[[ Data section, beginning ]]
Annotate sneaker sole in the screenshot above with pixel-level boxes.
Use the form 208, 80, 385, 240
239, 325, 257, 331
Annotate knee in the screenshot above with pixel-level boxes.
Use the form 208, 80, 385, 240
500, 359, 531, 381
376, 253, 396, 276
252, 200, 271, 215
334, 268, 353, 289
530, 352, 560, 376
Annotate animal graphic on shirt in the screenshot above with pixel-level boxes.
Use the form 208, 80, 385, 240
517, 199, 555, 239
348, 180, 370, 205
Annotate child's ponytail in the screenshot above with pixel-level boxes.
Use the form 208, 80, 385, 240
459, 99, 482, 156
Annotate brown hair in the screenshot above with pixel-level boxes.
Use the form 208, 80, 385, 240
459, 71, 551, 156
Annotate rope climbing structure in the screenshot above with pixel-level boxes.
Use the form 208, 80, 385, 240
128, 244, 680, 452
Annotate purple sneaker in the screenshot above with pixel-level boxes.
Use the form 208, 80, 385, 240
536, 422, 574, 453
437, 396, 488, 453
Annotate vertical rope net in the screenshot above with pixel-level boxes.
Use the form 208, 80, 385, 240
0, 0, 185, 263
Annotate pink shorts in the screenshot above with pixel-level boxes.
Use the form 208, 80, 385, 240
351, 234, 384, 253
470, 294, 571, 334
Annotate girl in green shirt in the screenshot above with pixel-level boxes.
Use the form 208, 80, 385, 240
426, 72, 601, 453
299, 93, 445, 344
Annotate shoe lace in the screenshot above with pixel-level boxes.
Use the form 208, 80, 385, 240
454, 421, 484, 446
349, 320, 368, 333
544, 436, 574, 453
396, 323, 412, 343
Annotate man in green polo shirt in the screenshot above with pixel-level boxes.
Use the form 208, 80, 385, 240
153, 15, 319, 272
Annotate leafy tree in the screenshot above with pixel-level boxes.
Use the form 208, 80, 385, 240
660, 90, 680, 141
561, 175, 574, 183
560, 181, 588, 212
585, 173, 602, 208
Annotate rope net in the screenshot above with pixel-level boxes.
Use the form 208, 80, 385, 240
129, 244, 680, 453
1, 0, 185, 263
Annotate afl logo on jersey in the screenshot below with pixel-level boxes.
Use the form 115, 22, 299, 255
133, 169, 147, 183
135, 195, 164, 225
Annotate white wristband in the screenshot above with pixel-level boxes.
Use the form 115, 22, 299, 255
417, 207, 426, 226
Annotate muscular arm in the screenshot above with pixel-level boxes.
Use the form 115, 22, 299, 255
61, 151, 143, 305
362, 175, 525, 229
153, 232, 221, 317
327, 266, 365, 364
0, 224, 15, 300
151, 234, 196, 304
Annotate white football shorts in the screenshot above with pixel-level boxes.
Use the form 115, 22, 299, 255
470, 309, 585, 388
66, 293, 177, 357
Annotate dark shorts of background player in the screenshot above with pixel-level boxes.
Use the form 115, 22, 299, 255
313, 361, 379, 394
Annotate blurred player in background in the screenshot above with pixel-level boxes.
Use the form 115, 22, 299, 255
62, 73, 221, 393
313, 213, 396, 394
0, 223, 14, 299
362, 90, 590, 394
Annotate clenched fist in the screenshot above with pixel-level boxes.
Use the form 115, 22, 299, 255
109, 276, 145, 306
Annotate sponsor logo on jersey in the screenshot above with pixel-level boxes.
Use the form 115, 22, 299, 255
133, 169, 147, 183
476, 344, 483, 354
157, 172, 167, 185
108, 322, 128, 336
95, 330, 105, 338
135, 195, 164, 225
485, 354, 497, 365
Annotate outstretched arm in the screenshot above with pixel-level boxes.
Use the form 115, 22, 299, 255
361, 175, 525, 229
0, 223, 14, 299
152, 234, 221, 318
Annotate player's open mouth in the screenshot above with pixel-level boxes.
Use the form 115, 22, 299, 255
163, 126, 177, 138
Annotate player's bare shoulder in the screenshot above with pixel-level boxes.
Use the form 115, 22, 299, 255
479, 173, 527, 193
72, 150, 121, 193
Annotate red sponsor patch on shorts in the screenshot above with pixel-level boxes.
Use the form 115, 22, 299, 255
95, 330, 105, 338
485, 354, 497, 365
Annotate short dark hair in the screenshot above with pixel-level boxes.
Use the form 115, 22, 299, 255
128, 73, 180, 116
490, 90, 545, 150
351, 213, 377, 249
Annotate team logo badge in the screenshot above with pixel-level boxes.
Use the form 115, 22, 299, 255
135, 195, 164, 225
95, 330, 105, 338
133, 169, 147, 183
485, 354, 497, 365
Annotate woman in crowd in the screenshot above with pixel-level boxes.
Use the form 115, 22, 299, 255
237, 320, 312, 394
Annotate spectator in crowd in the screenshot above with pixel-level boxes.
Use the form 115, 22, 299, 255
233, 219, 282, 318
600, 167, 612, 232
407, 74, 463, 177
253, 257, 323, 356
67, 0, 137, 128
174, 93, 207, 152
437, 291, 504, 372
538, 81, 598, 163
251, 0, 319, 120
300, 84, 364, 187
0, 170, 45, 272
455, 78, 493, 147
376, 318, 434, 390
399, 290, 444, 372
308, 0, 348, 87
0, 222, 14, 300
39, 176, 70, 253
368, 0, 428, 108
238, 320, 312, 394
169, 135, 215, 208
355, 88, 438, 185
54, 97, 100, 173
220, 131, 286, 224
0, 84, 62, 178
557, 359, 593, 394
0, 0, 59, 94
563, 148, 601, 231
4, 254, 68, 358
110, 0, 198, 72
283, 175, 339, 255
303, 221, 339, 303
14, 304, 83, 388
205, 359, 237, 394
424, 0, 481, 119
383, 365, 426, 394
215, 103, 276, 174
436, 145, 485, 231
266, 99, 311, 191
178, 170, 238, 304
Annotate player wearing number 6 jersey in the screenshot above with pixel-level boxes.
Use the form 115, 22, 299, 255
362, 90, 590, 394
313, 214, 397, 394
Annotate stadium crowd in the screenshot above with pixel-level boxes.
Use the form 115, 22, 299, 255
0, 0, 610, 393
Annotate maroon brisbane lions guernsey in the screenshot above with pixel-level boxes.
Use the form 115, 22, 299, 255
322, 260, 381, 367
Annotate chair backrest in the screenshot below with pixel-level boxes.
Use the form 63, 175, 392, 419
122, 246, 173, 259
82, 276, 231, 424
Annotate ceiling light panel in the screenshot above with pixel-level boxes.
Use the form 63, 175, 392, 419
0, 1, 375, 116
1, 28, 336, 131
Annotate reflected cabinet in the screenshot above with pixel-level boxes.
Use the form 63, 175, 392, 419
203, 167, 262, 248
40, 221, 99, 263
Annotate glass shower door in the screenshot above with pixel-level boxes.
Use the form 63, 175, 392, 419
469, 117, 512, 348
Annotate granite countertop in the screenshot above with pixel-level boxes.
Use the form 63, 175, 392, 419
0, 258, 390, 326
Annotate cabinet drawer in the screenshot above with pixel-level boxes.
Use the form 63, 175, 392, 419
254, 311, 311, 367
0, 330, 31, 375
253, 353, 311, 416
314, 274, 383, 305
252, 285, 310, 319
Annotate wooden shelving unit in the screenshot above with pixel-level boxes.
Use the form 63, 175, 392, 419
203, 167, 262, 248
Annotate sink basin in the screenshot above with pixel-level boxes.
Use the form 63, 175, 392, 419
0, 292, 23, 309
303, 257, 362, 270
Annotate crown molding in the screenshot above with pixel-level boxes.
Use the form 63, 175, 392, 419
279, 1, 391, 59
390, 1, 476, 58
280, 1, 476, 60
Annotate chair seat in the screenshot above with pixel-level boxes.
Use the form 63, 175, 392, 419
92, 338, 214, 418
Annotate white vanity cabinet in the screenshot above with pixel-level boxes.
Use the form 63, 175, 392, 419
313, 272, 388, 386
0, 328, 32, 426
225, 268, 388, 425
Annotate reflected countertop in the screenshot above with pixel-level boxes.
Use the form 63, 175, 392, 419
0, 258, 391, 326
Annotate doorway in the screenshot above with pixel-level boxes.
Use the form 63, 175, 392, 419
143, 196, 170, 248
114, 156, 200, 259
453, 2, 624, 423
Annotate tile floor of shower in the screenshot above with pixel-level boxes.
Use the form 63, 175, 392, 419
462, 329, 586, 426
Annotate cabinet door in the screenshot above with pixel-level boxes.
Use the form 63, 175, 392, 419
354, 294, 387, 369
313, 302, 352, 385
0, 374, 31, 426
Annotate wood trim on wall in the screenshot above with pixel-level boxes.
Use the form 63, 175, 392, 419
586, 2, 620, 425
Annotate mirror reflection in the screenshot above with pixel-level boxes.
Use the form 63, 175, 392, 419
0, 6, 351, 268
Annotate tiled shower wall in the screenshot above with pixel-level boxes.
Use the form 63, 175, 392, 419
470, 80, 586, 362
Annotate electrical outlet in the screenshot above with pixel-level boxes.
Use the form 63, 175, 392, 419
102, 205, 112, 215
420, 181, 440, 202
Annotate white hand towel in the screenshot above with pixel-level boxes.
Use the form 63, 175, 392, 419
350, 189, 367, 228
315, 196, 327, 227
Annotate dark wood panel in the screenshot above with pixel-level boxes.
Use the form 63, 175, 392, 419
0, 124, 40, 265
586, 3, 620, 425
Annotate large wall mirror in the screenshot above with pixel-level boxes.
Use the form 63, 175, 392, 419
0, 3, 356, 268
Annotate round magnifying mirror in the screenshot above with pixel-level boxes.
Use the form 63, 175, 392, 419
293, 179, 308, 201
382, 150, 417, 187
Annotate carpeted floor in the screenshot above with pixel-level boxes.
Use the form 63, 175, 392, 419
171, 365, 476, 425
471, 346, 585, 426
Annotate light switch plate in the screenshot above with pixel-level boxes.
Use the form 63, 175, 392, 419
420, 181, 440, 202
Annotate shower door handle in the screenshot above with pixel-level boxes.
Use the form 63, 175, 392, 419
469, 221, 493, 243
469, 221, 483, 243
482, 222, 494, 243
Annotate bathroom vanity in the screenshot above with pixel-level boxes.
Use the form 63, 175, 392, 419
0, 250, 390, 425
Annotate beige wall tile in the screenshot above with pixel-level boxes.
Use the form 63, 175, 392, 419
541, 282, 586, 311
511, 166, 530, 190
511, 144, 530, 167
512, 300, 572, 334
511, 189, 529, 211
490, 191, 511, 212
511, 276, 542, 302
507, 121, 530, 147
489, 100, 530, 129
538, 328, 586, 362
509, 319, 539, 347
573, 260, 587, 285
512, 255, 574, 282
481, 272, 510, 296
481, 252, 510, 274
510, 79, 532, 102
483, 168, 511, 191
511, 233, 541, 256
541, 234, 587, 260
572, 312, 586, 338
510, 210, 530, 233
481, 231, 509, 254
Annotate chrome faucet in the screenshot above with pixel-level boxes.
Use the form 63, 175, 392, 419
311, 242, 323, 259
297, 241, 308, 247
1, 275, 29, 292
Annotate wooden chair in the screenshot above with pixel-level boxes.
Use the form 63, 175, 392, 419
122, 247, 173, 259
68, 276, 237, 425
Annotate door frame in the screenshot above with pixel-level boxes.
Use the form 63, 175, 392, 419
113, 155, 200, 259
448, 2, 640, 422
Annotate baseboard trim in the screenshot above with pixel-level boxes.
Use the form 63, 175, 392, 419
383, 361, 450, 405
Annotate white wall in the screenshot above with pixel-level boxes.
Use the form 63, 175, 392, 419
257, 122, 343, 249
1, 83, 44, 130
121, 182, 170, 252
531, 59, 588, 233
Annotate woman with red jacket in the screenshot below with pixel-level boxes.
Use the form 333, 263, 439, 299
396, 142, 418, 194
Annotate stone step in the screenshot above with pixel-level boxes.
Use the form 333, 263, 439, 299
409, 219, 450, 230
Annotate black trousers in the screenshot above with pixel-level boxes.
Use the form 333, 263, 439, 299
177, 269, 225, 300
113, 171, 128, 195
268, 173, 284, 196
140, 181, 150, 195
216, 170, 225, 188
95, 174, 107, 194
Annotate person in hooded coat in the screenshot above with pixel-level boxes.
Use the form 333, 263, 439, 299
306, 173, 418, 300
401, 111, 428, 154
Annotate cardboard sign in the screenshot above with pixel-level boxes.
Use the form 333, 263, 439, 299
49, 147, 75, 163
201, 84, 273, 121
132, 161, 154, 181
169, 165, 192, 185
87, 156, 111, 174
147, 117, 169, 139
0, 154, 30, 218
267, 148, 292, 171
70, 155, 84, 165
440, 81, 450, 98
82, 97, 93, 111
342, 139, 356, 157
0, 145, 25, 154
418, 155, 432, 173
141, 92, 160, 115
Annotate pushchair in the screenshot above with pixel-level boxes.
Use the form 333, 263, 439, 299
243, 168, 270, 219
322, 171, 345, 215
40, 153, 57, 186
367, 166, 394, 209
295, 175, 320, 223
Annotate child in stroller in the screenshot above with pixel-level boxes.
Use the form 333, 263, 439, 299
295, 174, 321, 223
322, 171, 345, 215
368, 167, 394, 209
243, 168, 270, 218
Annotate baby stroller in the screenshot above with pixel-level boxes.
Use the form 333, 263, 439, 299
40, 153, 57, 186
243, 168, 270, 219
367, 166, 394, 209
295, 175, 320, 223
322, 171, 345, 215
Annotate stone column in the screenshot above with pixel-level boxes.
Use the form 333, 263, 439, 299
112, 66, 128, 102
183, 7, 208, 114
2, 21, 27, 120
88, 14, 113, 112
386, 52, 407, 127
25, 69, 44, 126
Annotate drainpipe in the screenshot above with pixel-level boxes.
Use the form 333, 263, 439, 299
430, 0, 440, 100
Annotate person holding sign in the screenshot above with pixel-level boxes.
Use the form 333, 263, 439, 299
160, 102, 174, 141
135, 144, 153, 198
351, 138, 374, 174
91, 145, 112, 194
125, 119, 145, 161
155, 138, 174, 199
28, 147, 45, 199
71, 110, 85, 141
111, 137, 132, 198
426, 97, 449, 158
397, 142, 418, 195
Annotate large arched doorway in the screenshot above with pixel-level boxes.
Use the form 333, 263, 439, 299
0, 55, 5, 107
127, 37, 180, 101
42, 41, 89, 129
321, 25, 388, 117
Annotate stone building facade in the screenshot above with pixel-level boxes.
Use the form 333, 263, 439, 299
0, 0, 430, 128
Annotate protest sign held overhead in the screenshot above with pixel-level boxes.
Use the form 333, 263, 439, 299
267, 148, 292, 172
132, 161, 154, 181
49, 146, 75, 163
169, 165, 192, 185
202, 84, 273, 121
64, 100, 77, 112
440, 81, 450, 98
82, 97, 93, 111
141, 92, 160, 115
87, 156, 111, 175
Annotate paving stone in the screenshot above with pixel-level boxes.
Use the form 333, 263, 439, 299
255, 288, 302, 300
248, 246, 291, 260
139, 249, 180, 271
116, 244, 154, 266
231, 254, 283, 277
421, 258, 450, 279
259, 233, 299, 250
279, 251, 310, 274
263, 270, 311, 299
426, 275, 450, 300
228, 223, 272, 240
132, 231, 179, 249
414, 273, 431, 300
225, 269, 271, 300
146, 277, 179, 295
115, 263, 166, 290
[[ Data section, end ]]
Task statement: The line containing "Annotate large arched" marks the start. Reproduce it and all lines after it through the end of the listing, exactly and alone.

Task output:
Annotate large arched doorway in the screenshot above with pixel-level boxes.
Use the form 333, 263, 439, 299
0, 55, 5, 107
127, 37, 180, 101
42, 41, 89, 129
321, 25, 388, 117
Annotate stone building facade in the screenshot above with pixel-level boxes.
Use the form 333, 263, 439, 299
0, 0, 430, 128
Annotate protest sign held overhead in the screenshot above with pixel-level boxes.
Use the form 333, 263, 439, 299
267, 148, 292, 172
132, 161, 154, 181
49, 146, 75, 163
169, 165, 192, 185
202, 84, 273, 121
64, 100, 77, 112
440, 81, 450, 98
82, 97, 93, 111
141, 92, 160, 115
87, 156, 111, 175
Annotate paving stone in the screenshot above with pixel-level boxes.
Use the form 333, 263, 439, 299
255, 288, 302, 300
248, 246, 291, 260
139, 249, 180, 271
116, 244, 154, 266
231, 254, 283, 277
421, 258, 450, 279
259, 233, 299, 250
279, 251, 310, 274
263, 270, 311, 299
426, 275, 450, 300
228, 223, 272, 240
132, 231, 179, 249
414, 273, 431, 300
225, 269, 271, 300
146, 277, 179, 295
115, 263, 166, 290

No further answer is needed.